EXTRACT PROVIDED:
========================================
Mitochondrially Targeted Antioxidant Slows Alzheimer's Progression in Rat Model

There has been a fair amount of news regarding the SkQ class of mitochondrially targeted antioxidant this past year, most likely because clinical development in Europe is moving ahead. Having one or more for-profit entities involved, even when they are fairly young companies, tends to bring more funding into ongoing research, both directly and indirectly. This type of antioxidant, unlike the antioxidant supplements you can buy in a store, has been shown to modestly slow aging in short-lived laboratory species. It is theorized that additional antioxidants localized to mitochondria soak up some of the oxidants produced by the mitochondria before those molecules can damage mitochondrial DNA. Alternatively, it is possible that the more important mechanism is that a reduction in the flux of oxidants at that point leads to other beneficial changes in cell metabolism, as mitochondrial oxidants are a signaling mechanism as well as a source of damage. Certainly many of the methods shown to slow aging in the laboratory involve altered mitochondrial function, especially insofar as it relates to the rate at which oxidant molecules are generated. The effects of mitochondrially targeted antioxidants on inflammation have proven to be larger and more easily measured, however, which is why present clinical development is focused on inflammatory eye conditions. Still, a steady flow of studies like the following are emerging to show benefits in a range of animal models for various age-related conditions:

Alzheimer's disease (AD) is a progressive, age-dependent neurodegenerative disorder featuring progressive impairments in memory and cognition and ultimately leads to death. According to the most widely accepted theory, the "amyloid cascade" hypothesis, AD arises when amyloid precursor protein (APP) is processed into amyloid-β, which accumulates in plaques. There is growing evidence that mitochondrial damage and oxidative stress lead to activation of the amyloid-β cascade and, accordingly, the mitochondrial dysfunction is a significant contributing factor of the onset and progression of AD. According to the "mitochondrial cascade hypothesis" amyloid-β is a marker of brain aging, and not a singular cause of AD. Many studies have confirmed that mitochondrial dysfunction is likely to be the leading cause of synaptic loss and neuronal death by apoptosis, representing the most likely mechanism underlying cortical shrinkage, especially in brain regions involved in learning and memory, such as the hippocampus. The mitochondrial changes increase amyloid-β production and cause its accumulation, which in turn can directly exert toxic action on mitochondria, thus aggravating the neurodegenerative processes.
========================================
SUPPLIED DATA:
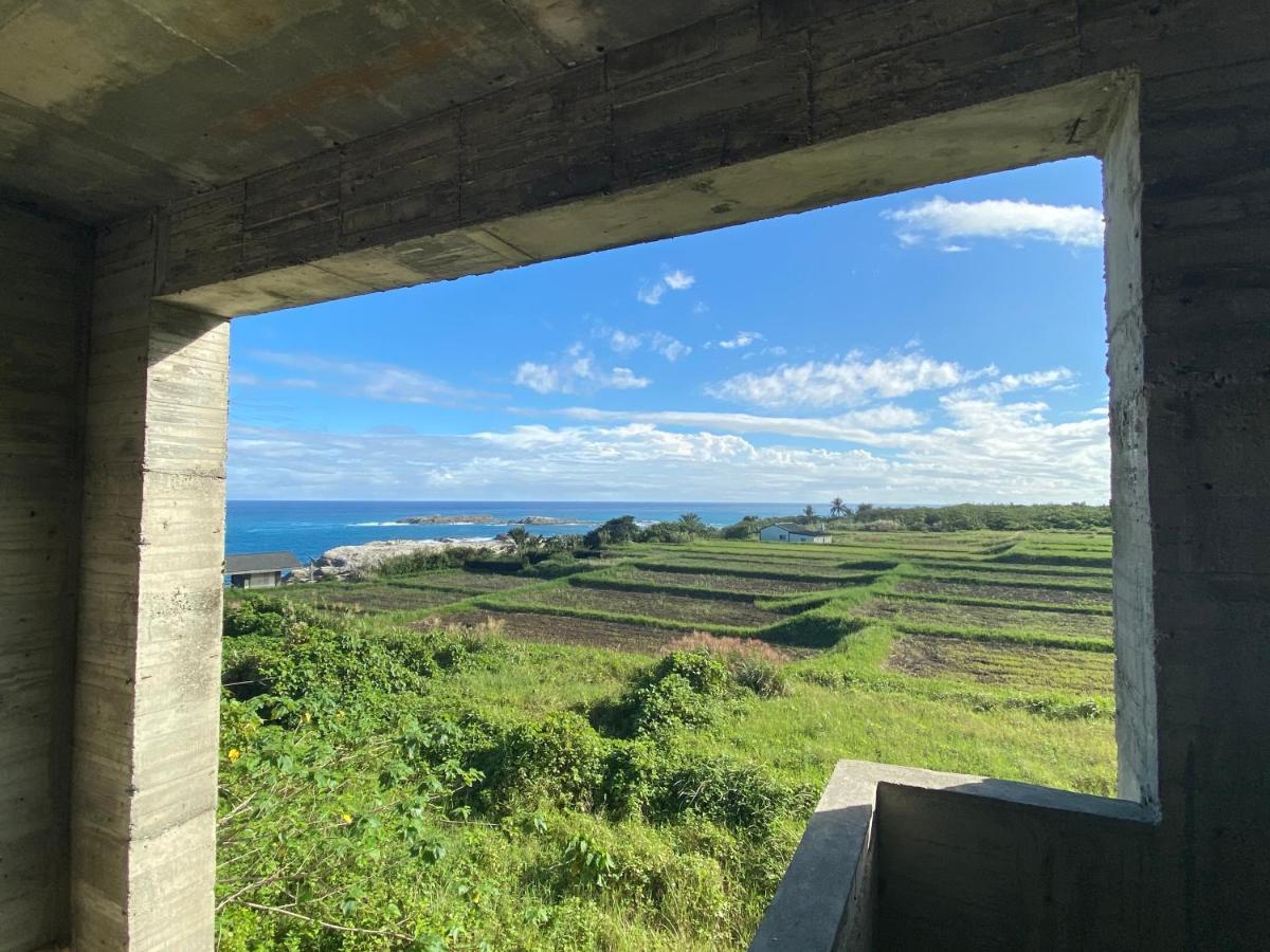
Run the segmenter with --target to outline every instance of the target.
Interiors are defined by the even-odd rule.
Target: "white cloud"
[[[652,383],[648,377],[638,377],[630,367],[615,367],[602,386],[615,390],[643,390]]]
[[[525,360],[516,368],[514,380],[518,386],[536,393],[577,393],[606,387],[639,390],[653,382],[629,367],[610,371],[597,367],[594,355],[584,353],[582,344],[573,344],[565,357],[554,364]]]
[[[671,288],[671,291],[687,291],[697,283],[695,277],[686,274],[682,270],[673,270],[663,277],[662,281],[665,282],[665,286]]]
[[[918,352],[864,362],[857,352],[839,362],[782,364],[770,373],[739,373],[706,387],[720,400],[756,406],[851,406],[874,397],[947,390],[987,373]]]
[[[1026,199],[949,202],[936,195],[881,213],[895,222],[906,246],[933,241],[942,251],[965,251],[965,239],[1048,241],[1071,248],[1102,244],[1102,212],[1087,206],[1036,204]]]
[[[665,293],[665,284],[657,282],[655,284],[648,284],[641,287],[635,292],[635,297],[643,301],[645,305],[652,305],[657,307],[662,303],[662,296]]]
[[[635,292],[635,297],[645,305],[655,307],[662,303],[662,298],[665,296],[667,291],[687,291],[696,283],[697,279],[693,275],[685,270],[676,269],[673,272],[667,272],[652,284],[641,287],[638,292]]]
[[[1005,373],[997,376],[996,367],[988,368],[989,377],[994,380],[974,387],[974,393],[984,396],[1001,396],[1012,393],[1016,390],[1072,390],[1071,381],[1076,374],[1067,367],[1054,367],[1048,371],[1031,371],[1029,373]]]
[[[756,340],[762,340],[763,335],[754,330],[742,330],[737,333],[737,336],[729,338],[728,340],[715,341],[724,350],[735,350],[737,348],[745,348],[753,344]]]
[[[427,373],[408,367],[380,363],[377,360],[333,360],[307,353],[277,350],[251,350],[248,358],[304,371],[306,377],[286,377],[273,382],[273,386],[292,390],[323,390],[339,396],[380,400],[390,404],[432,404],[453,406],[456,404],[488,397],[471,390],[453,387]],[[254,386],[269,386],[271,382],[257,374],[235,374],[241,382],[250,378]]]
[[[554,393],[560,388],[560,374],[545,363],[526,360],[516,368],[516,382],[538,393]]]
[[[676,340],[669,334],[663,334],[659,330],[654,331],[649,338],[649,347],[671,363],[674,363],[681,357],[687,357],[692,353],[692,348],[682,340]]]
[[[668,411],[669,413],[669,411]],[[885,501],[1102,501],[1110,443],[1105,413],[1052,423],[1044,404],[946,395],[927,429],[879,429],[871,446],[765,446],[725,426],[744,415],[658,423],[631,414],[578,425],[541,423],[479,433],[263,429],[230,434],[236,498],[733,499]],[[757,419],[757,418],[756,418]],[[867,421],[857,420],[860,423]],[[897,418],[895,423],[906,423]],[[687,432],[667,429],[682,426]],[[771,421],[754,424],[772,426]],[[784,424],[780,424],[784,425]],[[757,430],[756,430],[757,432]]]
[[[598,410],[589,406],[570,406],[556,414],[588,423],[626,421],[659,426],[700,426],[725,433],[773,433],[782,437],[809,437],[862,444],[885,442],[879,430],[912,429],[926,420],[926,416],[917,410],[894,404],[826,418],[696,410]]]
[[[640,339],[638,334],[627,334],[624,330],[613,330],[608,335],[608,347],[616,350],[618,354],[626,354],[631,350],[636,350],[640,345]]]
[[[649,350],[660,354],[667,360],[674,363],[679,358],[687,357],[692,353],[692,348],[682,340],[672,338],[669,334],[664,334],[659,330],[649,331],[646,334],[627,334],[624,330],[601,327],[596,331],[596,336],[603,339],[608,344],[608,348],[618,354],[629,354],[632,350],[639,350],[639,348],[646,344]],[[577,348],[577,352],[580,353],[580,344],[575,344],[574,348]]]

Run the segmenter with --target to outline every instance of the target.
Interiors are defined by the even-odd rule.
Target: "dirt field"
[[[796,581],[791,579],[747,579],[742,575],[720,575],[716,572],[667,572],[652,569],[639,569],[625,572],[622,579],[646,583],[649,585],[687,585],[690,588],[712,589],[715,592],[745,592],[756,595],[790,595],[800,592],[820,592],[827,588],[819,581]]]
[[[508,594],[507,608],[517,604],[569,607],[613,614],[638,614],[700,625],[735,625],[759,627],[779,622],[782,616],[765,612],[745,602],[724,602],[690,595],[668,595],[650,592],[613,592],[565,585],[552,589],[523,589]]]
[[[892,642],[885,666],[916,678],[961,678],[982,684],[1110,693],[1113,658],[1093,651],[1003,645],[904,635]]]
[[[911,602],[875,598],[856,609],[866,618],[907,618],[922,625],[949,625],[966,628],[1027,628],[1054,635],[1111,637],[1111,618],[1105,614],[1031,612],[1026,608],[955,605],[947,602]]]
[[[521,575],[502,572],[470,572],[464,569],[453,571],[429,572],[409,580],[392,581],[394,586],[411,589],[452,589],[455,592],[505,592],[525,585],[533,585],[538,579],[526,579]]]
[[[960,581],[902,581],[897,592],[951,598],[998,598],[1003,602],[1048,602],[1055,605],[1110,605],[1110,592],[1087,589],[1039,589],[1021,585],[969,584]]]
[[[472,611],[446,616],[446,625],[480,626],[493,622],[504,635],[522,641],[545,641],[556,645],[585,645],[607,647],[613,651],[657,654],[660,649],[682,638],[686,632],[671,628],[653,628],[643,625],[625,625],[597,618],[566,618],[532,612]],[[420,623],[419,627],[431,627]]]

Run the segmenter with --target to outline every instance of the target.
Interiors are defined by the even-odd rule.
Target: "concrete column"
[[[1248,948],[1270,935],[1270,60],[1144,80],[1139,121],[1142,315],[1123,333],[1156,758],[1137,777],[1158,777],[1162,934]]]
[[[0,949],[69,935],[79,419],[91,235],[0,203]]]
[[[212,943],[229,324],[151,302],[150,218],[99,237],[84,443],[76,949]]]
[[[1102,156],[1107,373],[1111,378],[1111,518],[1118,786],[1124,800],[1160,803],[1156,621],[1142,352],[1142,164],[1139,91],[1129,90]]]

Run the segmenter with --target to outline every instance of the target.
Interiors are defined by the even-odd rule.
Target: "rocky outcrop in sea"
[[[364,542],[359,546],[335,546],[328,548],[314,564],[291,572],[292,581],[320,581],[340,579],[356,581],[386,559],[413,555],[415,552],[439,552],[447,548],[483,548],[490,555],[509,551],[505,542],[471,538],[427,538],[427,539],[381,539]]]

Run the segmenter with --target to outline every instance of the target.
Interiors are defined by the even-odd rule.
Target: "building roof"
[[[225,556],[226,575],[274,572],[298,567],[300,560],[291,552],[251,552],[249,555]]]
[[[768,529],[785,529],[791,536],[832,536],[832,532],[824,532],[823,529],[809,529],[805,526],[790,526],[787,522],[772,523],[767,527]]]

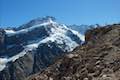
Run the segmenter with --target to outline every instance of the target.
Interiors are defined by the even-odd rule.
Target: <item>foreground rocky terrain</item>
[[[27,80],[120,80],[120,24],[88,30],[85,40]]]

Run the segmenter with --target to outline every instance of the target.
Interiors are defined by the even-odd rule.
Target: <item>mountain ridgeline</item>
[[[83,45],[27,80],[120,80],[120,24],[87,30]]]
[[[0,80],[24,80],[84,42],[84,35],[44,17],[0,29]]]

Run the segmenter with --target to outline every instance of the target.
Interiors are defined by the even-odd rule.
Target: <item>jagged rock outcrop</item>
[[[27,80],[120,80],[120,24],[88,30],[85,43]]]

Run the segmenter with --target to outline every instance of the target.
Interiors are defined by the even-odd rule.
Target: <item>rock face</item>
[[[88,30],[86,42],[27,80],[120,80],[120,24]]]
[[[24,80],[81,45],[83,35],[54,20],[37,18],[0,31],[0,80]]]
[[[0,29],[0,51],[4,52],[5,44],[5,31]]]

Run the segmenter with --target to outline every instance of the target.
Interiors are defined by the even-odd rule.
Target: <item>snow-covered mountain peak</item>
[[[38,18],[19,27],[18,30],[5,30],[7,36],[8,52],[15,47],[18,52],[8,58],[0,57],[0,71],[8,62],[14,62],[23,57],[29,51],[37,50],[41,45],[46,44],[52,51],[70,52],[84,42],[84,35],[68,28],[64,24],[57,23],[53,17]],[[44,47],[44,46],[42,46]],[[54,49],[55,47],[56,49]],[[8,53],[7,52],[7,53]],[[44,54],[44,51],[41,51]],[[60,53],[59,51],[57,53]]]

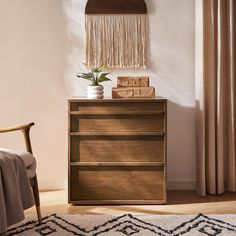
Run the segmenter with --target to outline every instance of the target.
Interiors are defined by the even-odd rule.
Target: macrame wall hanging
[[[144,0],[88,0],[86,64],[117,69],[146,67],[147,7]]]

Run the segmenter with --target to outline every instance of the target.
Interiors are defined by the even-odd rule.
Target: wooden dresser
[[[166,203],[166,99],[68,104],[69,203]]]

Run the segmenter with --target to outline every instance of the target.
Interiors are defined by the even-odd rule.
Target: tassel
[[[146,67],[146,14],[88,14],[85,27],[88,68]]]

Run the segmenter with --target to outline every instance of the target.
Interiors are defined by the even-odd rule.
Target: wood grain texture
[[[81,140],[73,139],[73,161],[126,162],[164,161],[164,137],[155,140]]]
[[[152,117],[134,117],[127,116],[119,118],[101,117],[99,119],[84,119],[78,120],[78,131],[81,132],[164,132],[164,119],[162,116]]]
[[[69,202],[166,203],[166,110],[165,99],[69,100]]]
[[[154,102],[156,100],[156,102]],[[163,99],[101,99],[94,102],[94,100],[78,100],[78,102],[70,103],[71,111],[80,112],[142,112],[165,111],[165,100]],[[86,101],[86,102],[85,102]],[[132,102],[134,101],[134,102]]]
[[[147,14],[144,0],[88,0],[85,14]]]
[[[158,167],[72,168],[72,200],[161,200],[164,173]],[[115,184],[114,184],[115,183]]]

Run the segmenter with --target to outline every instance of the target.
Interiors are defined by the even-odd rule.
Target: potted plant
[[[105,66],[92,68],[88,73],[79,73],[78,78],[86,79],[91,81],[91,84],[87,86],[87,98],[103,98],[104,87],[101,83],[105,81],[111,81],[107,75],[110,73],[104,73]]]

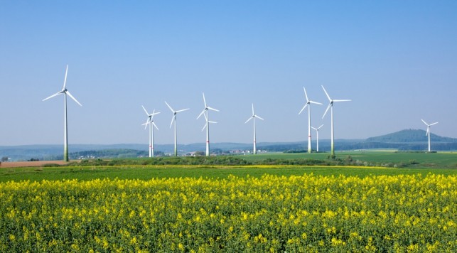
========================================
Continue the article on the mitochondrial antioxidant and Alzheimer's disease from its last sentence. The records are separate from the article on the mitochondrial antioxidant and unrelated to it.

OUTPUT:
Here, using OXYS rats that simulate key characteristics of sporadic AD, we set out to determine the role of mitochondria in the pathophysiology of this disorder. OXYS rats were treated with a mitochondria-targeted antioxidant SkQ1 from age 12 to 18 months, that is, during active progression of AD-like pathology in these animals. Dietary supplementation with SkQ1 caused this compound to accumulate in various brain regions, and it was localized mostly to neuronal mitochondria. Via improvement of structural and functional state of mitochondria, treatment with SkQ1 alleviated the structural neurodegenerative alterations, prevented the neuronal loss and synaptic damage, increased the levels of synaptic proteins, enhanced neurotrophic supply, and decreased amyloid-β protein levels and tau hyperphosphorylation in the hippocampus of OXYS rats, resulting in improvement of the learning ability and memory. Collectively, these data support that mitochondrial dysfunction may play a key role in the pathophysiology of AD and that therapies with target mitochondria are potent to normalize a wide range of cellular signaling processes and therefore slow the progression of AD.